_QUOTED PASSAGE:_
:::::
During a speech at a fundraiser known as the Miami-Dade Democratic Party Blue Gala, Hernández-Mats — the No. 2 on the gubernatorial ticket with Charlie Crist — swiped at Republican Gov. Ron DeSantis and Lt. Gov. Jeanette Nuñez by comparing them to characters in the Margaret Atwood novel.

"We can't allow Commander DeSantis and Aunt Jeanette to continue down the path of turning Florida into a mini Gilead," she said, referring to the book's fictitious Republic of Gilead, a military and religious dictatorship that overthrows the US government.

In the novel, women known as "Handmaids" are raped and forced to produce children for the male ruling class, known as "Commanders." Handmaids are not allowed to read, write, or own property, and newspapers are censored. The Aunts train and indoctrinate Handmaids.

"Obviously a lot of people have read 'The Handmaid's Tale,' and I think that we're going backwards just like that," Hernández-Mats said in an interview with Insider following the event, a plated dinner featuring other Democratic speakers and held at the Miami Beach Convention Center.

Hernández-Mats drew comparisons to laws that have passed under DeSantis, including a 15-week abortion ban without exceptions for rape and incest, a push to redraw the state's congressional map, and the state's decision to reject certain math textbooks that didn't comply with a new education law restricting the way race is discussed in classrooms.
:::::
_RECORD SET:_
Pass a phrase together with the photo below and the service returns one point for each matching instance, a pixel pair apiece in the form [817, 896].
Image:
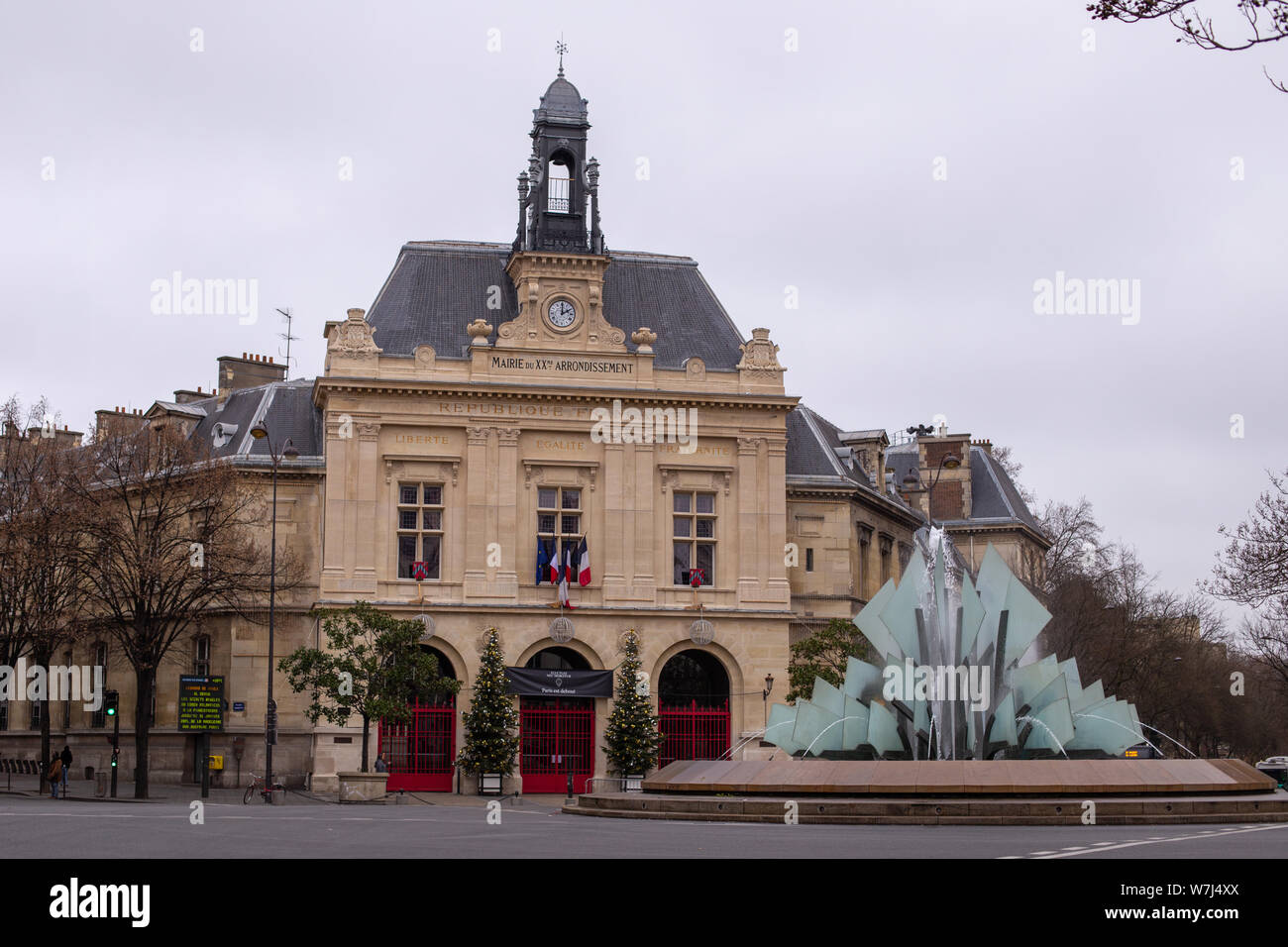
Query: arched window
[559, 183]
:::::
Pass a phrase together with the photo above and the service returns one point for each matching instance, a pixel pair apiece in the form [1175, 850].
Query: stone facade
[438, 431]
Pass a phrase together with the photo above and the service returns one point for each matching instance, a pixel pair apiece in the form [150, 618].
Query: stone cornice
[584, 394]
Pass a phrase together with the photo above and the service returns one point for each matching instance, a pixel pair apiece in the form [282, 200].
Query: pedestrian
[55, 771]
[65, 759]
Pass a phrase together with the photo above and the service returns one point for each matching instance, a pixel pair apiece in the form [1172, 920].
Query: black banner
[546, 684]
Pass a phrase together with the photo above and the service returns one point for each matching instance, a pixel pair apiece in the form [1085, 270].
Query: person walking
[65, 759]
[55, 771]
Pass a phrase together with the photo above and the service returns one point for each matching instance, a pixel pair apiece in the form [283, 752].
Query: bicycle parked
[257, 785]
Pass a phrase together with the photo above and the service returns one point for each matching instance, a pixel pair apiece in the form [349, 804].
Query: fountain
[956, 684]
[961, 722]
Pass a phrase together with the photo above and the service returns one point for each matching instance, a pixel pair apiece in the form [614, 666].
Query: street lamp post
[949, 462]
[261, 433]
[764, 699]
:::::
_ACTIVITY:_ Repeat word for word the part of the Blue Gala speech text above between "During a speech" and "Margaret Atwood novel.", inclusive.

_EXERCISE RESULT:_
During a speech at a fundraiser known as the Miami-Dade Democratic Party Blue Gala, Hernández-Mats — the No. 2 on the gubernatorial ticket with Charlie Crist — swiped at Republican Gov. Ron DeSantis and Lt. Gov. Jeanette Nuñez by comparing them to characters in the Margaret Atwood novel.